(Object pointing dataset rows)
___
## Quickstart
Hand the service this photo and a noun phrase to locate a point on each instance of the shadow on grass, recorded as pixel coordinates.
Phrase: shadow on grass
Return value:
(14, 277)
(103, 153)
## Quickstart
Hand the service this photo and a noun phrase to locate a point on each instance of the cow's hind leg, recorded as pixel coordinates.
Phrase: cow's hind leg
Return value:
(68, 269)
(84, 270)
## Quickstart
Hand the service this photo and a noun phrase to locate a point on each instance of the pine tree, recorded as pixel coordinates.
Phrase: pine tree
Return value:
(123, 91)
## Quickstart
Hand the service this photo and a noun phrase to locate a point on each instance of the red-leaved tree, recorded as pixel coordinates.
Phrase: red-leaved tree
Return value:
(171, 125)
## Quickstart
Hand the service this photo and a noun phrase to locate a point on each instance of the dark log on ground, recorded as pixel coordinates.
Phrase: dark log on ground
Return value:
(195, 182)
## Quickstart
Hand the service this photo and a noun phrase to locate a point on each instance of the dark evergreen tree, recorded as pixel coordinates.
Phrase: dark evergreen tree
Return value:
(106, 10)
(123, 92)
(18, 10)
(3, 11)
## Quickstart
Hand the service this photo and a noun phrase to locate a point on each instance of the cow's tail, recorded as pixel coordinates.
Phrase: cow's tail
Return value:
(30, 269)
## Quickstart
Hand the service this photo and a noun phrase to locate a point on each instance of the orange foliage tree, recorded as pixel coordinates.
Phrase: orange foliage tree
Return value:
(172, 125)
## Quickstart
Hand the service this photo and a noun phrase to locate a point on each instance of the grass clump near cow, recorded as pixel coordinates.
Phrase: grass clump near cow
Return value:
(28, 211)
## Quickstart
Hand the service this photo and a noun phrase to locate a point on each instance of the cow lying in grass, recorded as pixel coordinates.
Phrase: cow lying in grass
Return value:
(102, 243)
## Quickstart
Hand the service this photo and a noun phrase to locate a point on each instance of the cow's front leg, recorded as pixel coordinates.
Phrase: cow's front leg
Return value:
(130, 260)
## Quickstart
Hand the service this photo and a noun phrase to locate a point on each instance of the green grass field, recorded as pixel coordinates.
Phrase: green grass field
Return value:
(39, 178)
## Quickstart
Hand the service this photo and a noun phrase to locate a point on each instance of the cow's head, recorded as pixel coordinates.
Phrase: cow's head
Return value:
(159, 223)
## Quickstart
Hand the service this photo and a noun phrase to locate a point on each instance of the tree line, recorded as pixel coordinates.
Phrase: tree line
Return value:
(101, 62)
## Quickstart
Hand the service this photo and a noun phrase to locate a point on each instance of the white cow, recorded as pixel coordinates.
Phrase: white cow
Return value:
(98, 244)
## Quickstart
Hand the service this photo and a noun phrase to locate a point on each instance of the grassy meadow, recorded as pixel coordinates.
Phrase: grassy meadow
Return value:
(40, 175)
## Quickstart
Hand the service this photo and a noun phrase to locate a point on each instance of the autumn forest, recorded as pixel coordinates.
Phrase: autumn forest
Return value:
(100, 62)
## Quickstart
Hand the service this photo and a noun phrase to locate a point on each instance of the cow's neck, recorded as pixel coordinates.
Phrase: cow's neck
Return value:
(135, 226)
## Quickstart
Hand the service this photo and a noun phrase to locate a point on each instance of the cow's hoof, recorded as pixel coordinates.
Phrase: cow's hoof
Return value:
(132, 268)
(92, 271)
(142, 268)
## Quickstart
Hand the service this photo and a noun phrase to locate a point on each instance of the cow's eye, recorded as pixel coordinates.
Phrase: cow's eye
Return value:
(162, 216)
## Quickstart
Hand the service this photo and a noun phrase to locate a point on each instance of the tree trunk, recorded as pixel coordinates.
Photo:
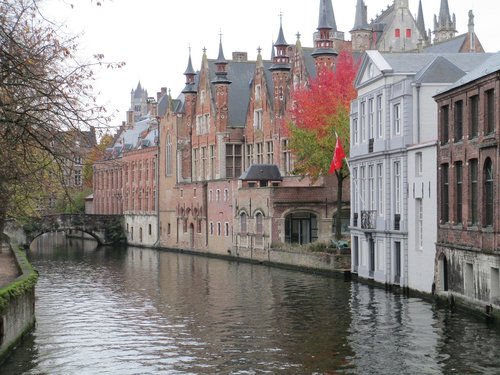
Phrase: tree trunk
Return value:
(338, 214)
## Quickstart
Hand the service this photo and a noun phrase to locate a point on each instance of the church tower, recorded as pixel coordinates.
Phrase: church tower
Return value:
(325, 53)
(221, 83)
(360, 33)
(184, 133)
(280, 70)
(445, 27)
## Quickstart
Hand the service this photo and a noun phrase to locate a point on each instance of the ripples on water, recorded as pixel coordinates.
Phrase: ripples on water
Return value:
(139, 311)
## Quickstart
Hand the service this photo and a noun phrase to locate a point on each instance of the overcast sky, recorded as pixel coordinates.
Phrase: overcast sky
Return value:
(153, 36)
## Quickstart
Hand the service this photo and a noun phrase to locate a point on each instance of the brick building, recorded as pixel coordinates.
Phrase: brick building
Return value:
(468, 237)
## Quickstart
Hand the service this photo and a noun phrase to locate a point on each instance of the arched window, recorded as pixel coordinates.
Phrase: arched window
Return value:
(259, 228)
(168, 156)
(243, 223)
(488, 192)
(301, 228)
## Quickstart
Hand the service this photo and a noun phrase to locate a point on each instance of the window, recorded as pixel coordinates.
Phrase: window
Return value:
(195, 164)
(286, 157)
(212, 161)
(419, 220)
(233, 160)
(168, 156)
(490, 112)
(379, 116)
(380, 189)
(488, 193)
(363, 121)
(444, 194)
(418, 164)
(397, 187)
(259, 228)
(371, 188)
(257, 119)
(371, 125)
(257, 92)
(474, 116)
(249, 155)
(269, 152)
(243, 223)
(445, 111)
(260, 153)
(355, 139)
(397, 118)
(203, 163)
(459, 121)
(458, 191)
(473, 199)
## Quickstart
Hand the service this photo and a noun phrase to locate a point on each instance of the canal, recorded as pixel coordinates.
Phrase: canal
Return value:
(142, 311)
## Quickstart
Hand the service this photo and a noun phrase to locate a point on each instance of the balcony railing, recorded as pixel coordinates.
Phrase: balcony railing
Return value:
(368, 219)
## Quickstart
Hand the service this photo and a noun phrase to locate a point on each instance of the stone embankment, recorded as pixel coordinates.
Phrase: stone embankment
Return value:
(17, 297)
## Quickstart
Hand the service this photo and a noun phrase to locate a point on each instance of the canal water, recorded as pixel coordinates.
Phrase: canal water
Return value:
(142, 311)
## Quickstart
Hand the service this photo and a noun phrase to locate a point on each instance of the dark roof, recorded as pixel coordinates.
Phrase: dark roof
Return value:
(489, 66)
(449, 46)
(262, 172)
(440, 70)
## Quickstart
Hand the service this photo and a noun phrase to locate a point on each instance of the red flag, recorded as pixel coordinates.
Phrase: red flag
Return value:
(338, 156)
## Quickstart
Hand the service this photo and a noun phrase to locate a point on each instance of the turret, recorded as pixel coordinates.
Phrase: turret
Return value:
(445, 27)
(361, 31)
(325, 54)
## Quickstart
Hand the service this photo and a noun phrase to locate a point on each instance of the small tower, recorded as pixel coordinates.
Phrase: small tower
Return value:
(281, 71)
(221, 83)
(184, 133)
(361, 32)
(138, 102)
(445, 27)
(324, 53)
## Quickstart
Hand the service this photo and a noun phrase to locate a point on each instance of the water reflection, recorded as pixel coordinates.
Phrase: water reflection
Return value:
(140, 311)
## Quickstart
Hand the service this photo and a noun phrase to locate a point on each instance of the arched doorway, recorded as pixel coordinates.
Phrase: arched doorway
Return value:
(301, 228)
(443, 273)
(191, 235)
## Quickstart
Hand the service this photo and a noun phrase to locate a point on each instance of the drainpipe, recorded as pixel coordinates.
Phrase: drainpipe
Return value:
(418, 85)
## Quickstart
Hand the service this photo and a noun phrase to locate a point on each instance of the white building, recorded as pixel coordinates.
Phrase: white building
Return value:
(393, 164)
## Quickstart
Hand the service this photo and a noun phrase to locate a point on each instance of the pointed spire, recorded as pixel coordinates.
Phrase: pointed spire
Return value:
(360, 22)
(326, 16)
(323, 41)
(190, 74)
(281, 60)
(444, 24)
(220, 57)
(221, 66)
(281, 37)
(420, 21)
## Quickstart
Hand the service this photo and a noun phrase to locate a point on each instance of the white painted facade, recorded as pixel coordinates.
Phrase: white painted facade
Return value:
(394, 168)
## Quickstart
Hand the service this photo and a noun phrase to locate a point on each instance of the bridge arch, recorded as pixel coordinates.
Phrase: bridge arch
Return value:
(106, 229)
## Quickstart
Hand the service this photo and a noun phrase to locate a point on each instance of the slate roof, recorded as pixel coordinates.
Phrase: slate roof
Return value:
(439, 70)
(262, 172)
(491, 65)
(448, 46)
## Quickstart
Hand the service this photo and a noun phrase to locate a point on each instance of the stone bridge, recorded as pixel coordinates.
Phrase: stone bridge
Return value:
(106, 229)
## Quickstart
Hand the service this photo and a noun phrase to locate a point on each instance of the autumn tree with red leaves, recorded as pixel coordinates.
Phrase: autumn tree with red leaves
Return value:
(319, 116)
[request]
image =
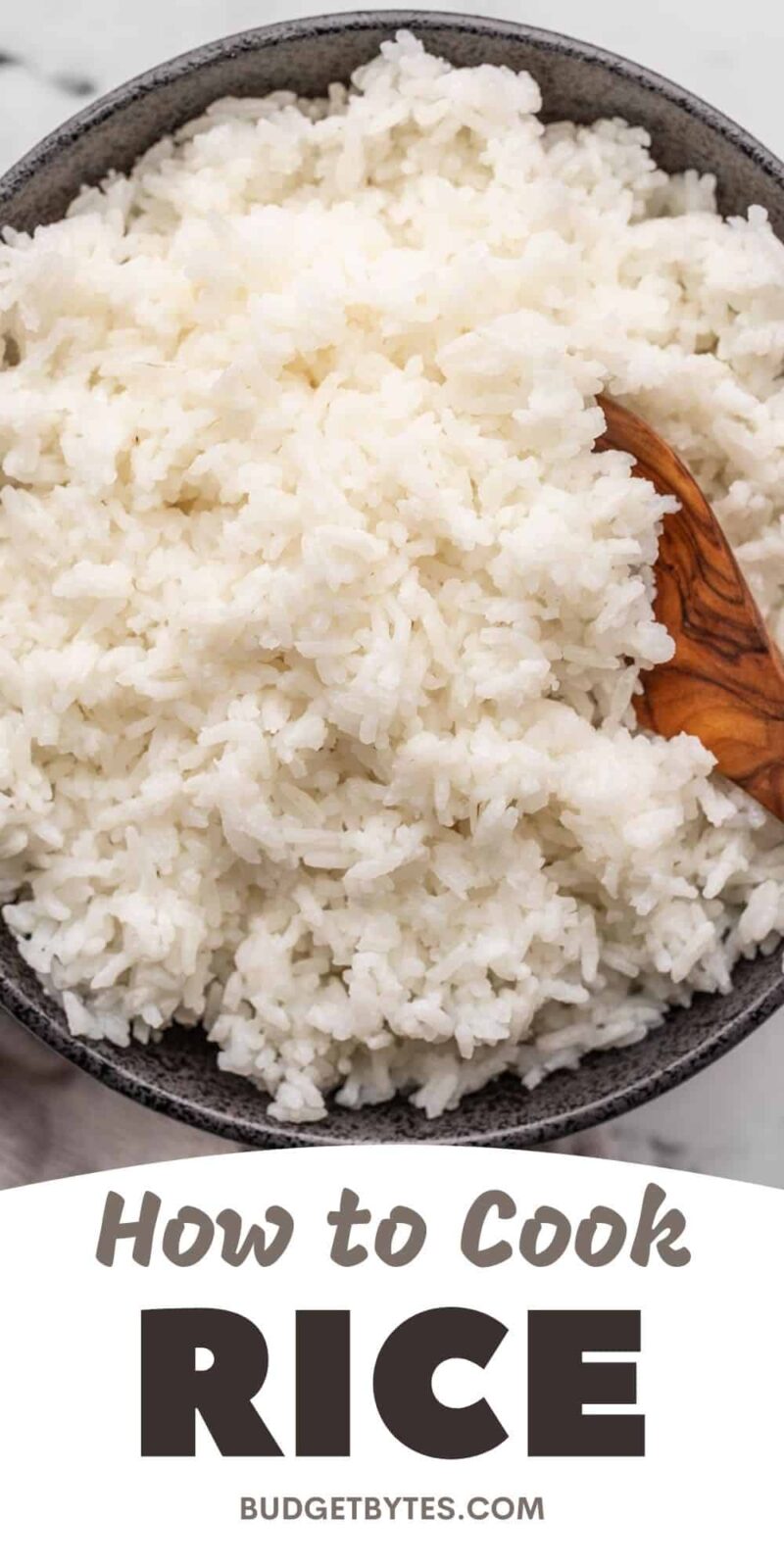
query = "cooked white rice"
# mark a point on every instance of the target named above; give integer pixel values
(318, 615)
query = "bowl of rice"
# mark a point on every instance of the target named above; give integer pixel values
(325, 814)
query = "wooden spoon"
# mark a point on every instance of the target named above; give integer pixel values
(725, 682)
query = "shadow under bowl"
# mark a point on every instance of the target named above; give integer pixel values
(179, 1074)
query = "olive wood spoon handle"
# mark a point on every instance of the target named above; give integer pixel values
(725, 682)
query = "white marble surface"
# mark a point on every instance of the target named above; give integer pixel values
(729, 1121)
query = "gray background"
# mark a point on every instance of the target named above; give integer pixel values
(54, 59)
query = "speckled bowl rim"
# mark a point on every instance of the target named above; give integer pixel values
(120, 1073)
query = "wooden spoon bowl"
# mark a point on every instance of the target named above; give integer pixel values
(725, 682)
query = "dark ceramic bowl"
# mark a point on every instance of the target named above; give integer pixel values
(179, 1074)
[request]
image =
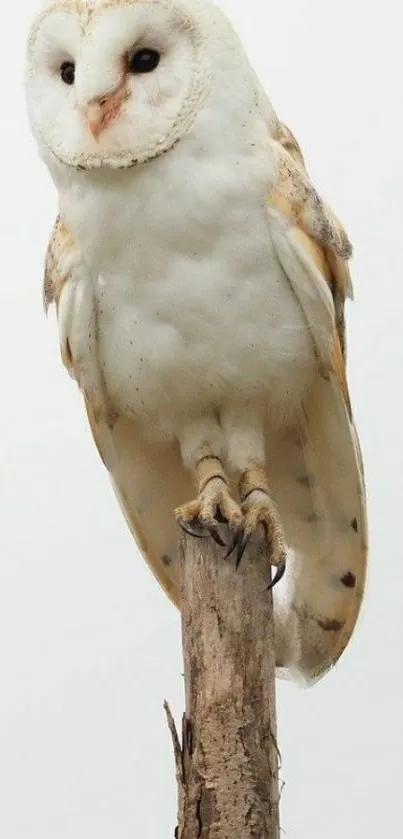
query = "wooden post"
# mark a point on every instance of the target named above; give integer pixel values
(227, 763)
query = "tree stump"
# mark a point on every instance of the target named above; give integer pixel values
(227, 763)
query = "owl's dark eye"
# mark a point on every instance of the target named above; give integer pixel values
(68, 72)
(144, 61)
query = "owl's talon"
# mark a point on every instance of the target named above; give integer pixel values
(213, 507)
(259, 509)
(187, 528)
(212, 529)
(280, 571)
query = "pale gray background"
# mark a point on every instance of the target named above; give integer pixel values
(89, 645)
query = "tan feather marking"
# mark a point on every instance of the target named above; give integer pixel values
(340, 370)
(61, 246)
(319, 231)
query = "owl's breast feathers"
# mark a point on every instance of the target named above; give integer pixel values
(293, 196)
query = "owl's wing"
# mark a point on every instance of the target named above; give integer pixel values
(324, 510)
(319, 484)
(137, 470)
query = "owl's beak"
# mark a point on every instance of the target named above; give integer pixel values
(104, 110)
(95, 118)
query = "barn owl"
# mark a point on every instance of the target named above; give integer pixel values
(200, 282)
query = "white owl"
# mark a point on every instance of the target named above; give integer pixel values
(200, 283)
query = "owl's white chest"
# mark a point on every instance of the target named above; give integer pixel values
(193, 307)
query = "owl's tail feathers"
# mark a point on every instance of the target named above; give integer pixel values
(321, 496)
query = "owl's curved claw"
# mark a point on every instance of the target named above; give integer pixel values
(187, 528)
(280, 571)
(213, 531)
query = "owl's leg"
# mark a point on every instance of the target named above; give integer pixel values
(202, 447)
(246, 454)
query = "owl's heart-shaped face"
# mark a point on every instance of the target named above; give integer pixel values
(114, 83)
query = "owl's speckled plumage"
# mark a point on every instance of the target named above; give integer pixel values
(200, 283)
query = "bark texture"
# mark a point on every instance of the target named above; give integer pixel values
(227, 763)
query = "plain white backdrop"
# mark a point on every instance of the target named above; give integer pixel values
(89, 645)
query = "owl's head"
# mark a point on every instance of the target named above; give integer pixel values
(115, 82)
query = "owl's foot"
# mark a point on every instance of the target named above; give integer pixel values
(259, 509)
(213, 506)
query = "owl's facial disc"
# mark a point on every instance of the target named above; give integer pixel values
___
● WHAT THE TASK ASKS:
Which lines of the data above contain the word "tower"? Extract each one, treating case as significant.

● RESPONSE TO THIS EXERCISE:
Hand the service this photo and a noun phrase to locate a point on each instance of the church tower, recorded as pixel coordinates.
Phrase: church tower
Hand the service this photo and a noun phrase to locate a point on each instance of the small tower, recorded as pixel coordinates.
Phrase: small tower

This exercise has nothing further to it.